### [Reading passage]
┌──

Orissa High Court
Sashidhar Barik And Others vs Ratnamani Barik And Another on 19 June, 2014
Equivalent citations: AIR 2014 ORISSA 202, (2015) 2 CURCC 135, (2014) 143 ALLINDCAS 375 (ORI), (2014) 2 CLR 420 (ORI), (2014) 118 CUT LT 544
Author: R. Dash
Bench: Raghubir Dash
ORISSA HIGH COURT: CUTTACK
R.S.A. NO.83 OF 2005
From the judgment and decree dated 18.01.2005 and 31.01.2005,
respectively, passed by Sri Srikanta Nayak, District Judge, Keonjhar
in R.F.A. No.44 of 2004 confirming the judgment and decree dated
29.07.2004 and 13.08.2004, respectively, passed by Sri R. Meher,
Civil Judge (Senior Division), Keonjhar in Title Suit No.53 of 2002.
__________
Sashidhar Barik and others ...... Appellants
Versus
Ratnamani Barik and another ...... Respondents
For Appellants : M/s. A.K. Mohapatra, P. Jena,
S. Jena & S. Das.
M/s. P.K. Misra, B.M. Pattanaik-2,
R.N. Mishra & H. Muduli.
For Respondents : Sri P. Patnaik, G.M. Rath,
M.K. Mishra, S.K. Patnaik,
S.S. Padhy & A.K. Mohanty.
(For Respondent No.1)
M/s. B.H. Mohanty, R.K. Nayak,
D.P. Mohanty, B. Das &
T.K. Mohanty
(for Respondent No.2)
PRESENT :
THE HONOURABLE MR. JUSTICE RAGHUBIR DASH
Date of hearing : 15.05.2014 Date of judgment : 19.06.2014
R. DASH, J.This Second Appeal is against the judgment and decree dated 18.01.2005 and 31.01.2005, respectively, passed by the learned District Judge, Keonjhar in R.F.A. No.44 of 2004 confirming the judgment and decree dated 29.07.2004 and 13.08.2004, 2 respectively, passed by the learned Civil Judge (Senior Division), Keonjhar decreeing the plaintiff's suit bearing T.S. No.53 of 2002.
2. Respondent No.1-Ratnamani Barik is the plaintiff. She filed the suit for declaration and perpetual injunction. The subject matters of the suit are the properties mentioned in schedule 'Ga' and 'Gha' of the plaint, hereinafter referred to as the suit properties.
3. Facts not in dispute are as follows:
One Lata first married to Hrushi, who died prior to 1956 leaving behind his widow (Lata) and daughter Ratnamani (the plaintiff) as his successors. Ratnamani has got only one daughter, namely, Banabasi, who is arrayed as defendant No.1 in the suit. After the death of Hrushi, his widow Lata married to Kalakar, who also died prior to 1956 leaving behind Lata as his only successor-in- interest. Kalakar had one brother, namely, Kantha. D-2 to D-12 are the successors-in-interest of Kantha. Here, it is pertinent to mention that both the husbands of Lata belong to two of the four branches of the common ancestor late Ananta Barik. After the death of Kalakar, his widow Lata filed O.S. No.53 of 1960 and got the share of Kalakar allotted to her and, getting delivery of possession thereof, she continued to remain in possession of the same. Plaint schedule 'Kha' properties are part of the properties she got in the said partition. During her life time Lata, for her legal necessity, had sold plaint schedule 'Kha' land to different persons. However, since those 3 properties are not in dispute, the purchasers thereof have not been made parties to the suit.

└──

### [Items]
┌──

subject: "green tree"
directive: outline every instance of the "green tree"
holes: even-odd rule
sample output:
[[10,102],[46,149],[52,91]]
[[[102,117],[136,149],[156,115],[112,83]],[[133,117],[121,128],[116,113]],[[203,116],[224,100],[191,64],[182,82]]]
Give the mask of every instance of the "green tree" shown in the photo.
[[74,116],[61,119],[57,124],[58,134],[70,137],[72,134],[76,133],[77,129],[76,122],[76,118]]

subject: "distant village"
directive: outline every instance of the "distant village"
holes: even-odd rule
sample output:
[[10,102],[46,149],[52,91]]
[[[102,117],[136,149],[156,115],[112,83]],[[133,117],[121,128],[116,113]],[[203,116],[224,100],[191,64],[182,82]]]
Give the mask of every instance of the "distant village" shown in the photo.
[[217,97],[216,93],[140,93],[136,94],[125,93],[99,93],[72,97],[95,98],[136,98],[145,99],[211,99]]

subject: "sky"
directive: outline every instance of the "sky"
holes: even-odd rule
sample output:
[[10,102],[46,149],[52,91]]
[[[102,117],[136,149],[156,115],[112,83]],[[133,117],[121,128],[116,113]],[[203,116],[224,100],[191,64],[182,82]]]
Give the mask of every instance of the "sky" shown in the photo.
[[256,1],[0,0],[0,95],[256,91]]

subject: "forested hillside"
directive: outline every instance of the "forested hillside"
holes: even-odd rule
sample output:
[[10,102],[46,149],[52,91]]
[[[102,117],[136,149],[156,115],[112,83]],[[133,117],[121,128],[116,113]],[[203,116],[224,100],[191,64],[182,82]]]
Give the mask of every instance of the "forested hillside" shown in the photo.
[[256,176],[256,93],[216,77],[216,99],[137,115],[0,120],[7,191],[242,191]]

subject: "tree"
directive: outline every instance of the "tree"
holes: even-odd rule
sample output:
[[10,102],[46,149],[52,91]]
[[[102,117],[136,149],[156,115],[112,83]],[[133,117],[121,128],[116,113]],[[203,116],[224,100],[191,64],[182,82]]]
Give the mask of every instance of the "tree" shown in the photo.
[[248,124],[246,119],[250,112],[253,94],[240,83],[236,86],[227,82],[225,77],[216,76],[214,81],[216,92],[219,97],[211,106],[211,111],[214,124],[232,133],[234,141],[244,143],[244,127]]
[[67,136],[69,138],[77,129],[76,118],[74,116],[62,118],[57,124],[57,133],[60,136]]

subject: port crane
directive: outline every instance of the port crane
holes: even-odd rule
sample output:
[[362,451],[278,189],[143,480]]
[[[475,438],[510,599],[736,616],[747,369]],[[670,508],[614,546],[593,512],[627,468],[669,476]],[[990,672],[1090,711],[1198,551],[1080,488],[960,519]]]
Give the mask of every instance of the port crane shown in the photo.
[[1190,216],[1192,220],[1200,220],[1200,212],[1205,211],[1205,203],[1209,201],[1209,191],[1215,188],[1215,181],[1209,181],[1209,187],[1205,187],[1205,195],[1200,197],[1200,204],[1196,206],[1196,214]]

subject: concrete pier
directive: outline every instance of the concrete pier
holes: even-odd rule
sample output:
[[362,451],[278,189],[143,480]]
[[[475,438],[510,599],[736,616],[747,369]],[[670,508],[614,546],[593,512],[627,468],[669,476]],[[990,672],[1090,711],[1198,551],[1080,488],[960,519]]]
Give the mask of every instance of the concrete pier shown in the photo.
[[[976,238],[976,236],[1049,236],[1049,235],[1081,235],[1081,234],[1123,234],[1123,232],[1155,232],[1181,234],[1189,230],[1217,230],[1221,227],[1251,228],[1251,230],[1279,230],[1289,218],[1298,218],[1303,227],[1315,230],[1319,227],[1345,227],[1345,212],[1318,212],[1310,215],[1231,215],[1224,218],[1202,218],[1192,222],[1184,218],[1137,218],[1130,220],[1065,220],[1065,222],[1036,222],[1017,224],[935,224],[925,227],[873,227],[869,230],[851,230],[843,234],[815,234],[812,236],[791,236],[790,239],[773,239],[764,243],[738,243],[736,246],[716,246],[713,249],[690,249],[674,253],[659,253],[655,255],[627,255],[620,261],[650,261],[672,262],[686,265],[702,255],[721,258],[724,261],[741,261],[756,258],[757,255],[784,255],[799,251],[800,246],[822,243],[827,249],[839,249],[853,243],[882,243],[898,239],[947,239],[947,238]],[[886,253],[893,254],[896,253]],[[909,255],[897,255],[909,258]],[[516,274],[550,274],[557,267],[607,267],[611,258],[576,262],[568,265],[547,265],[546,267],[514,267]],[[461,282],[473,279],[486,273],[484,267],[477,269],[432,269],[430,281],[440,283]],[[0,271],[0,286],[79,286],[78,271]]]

└──

### [Exercise instructions]
1. According to the judgment, what two reliefs did the plaintiff seek when she filed the suit?
2. Name all of the equivalent citations that the judgment's header gives.

### [Task-by-task answers]
1. Declaration and perpetual injunction.

2.
- AIR 2014 ORISSA 202
- (2015) 2 CURCC 135
- (2014) 143 ALLINDCAS 375 (ORI)
- (2014) 2 CLR 420 (ORI)
- (2014) 118 CUT LT 544